===== Texto del documento =====
En Cuba, las noticias no siempre se cuentan, a veces revientan. Y cuando revientan, lo hacen como esa expresión tan nuestra: “explotó como Cafunga”. Nada más gráfico para describir cuando una historia, escondida bajo capas de silencio y medias verdades, se destapa de golpe y forma un reguero que no hay quien recoja.
La figura de Cafunga —ese personaje legendario que murió como un don nadie pero resultó ser un peso pesado en poder y secretos— encarna a la perfección la manera en que muchas cosas salen a la luz en esta isla: de pronto, sin previo aviso, y dejando a todos con la boca abierta. Porque en este país, lo que no se dice en el noticiero se sabe en la cola del pan, y lo que se calla oficialmente, se grita bajito entre vecinos, hasta que ya no hay quien lo tape.
Así ha pasado con escándalos de corrupción, con funcionarios que abusaron del cargo, con almacenes fantasmas y con coleros VIP. Todo va cogiendo presión en la olla hasta que ¡boom!, suena la tapa y el pueblo se entera a la hora que mataron a Lola, cuando ya no hay margen para negar ni esconder.
Y lo peor no es que la historia explote. Lo triste es que casi siempre explota tarde, cuando el daño ya está hecho, cuando los afectados ya han pagado el precio y los responsables están desaparecidos o protegidos por el manto del “se investiga”. Entonces aparecen los funcionarios con cara seria, hablando de “acciones correctivas”, mientras la gente en la calle menea la cabeza y dice, con el mismo escepticismo de siempre: “eso no lo arregla ni el médico chino”.
=====
*Qué se pide:*
• a. Según el texto sobre la expresión «explotó como Cafunga», ¿dónde se sabe lo que no se dice en el noticiero?
• b. Transcribe del texto sobre la expresión «explotó como Cafunga» el fragmento que va desde "Así ha pasado" hasta "negar ni esconder.".
===== Datos proporcionados =====
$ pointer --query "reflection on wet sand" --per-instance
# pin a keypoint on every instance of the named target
=====
*Respuestas:*
• a. En la cola del pan.

• b.
Así ha pasado con escándalos de corrupción, con funcionarios que abusaron del cargo, con almacenes fantasmas y con coleros VIP. Todo va cogiendo presión en la olla hasta que ¡boom!, suena la tapa y el pueblo se entera a la hora que mataron a Lola, cuando ya no hay margen para negar ni esconder.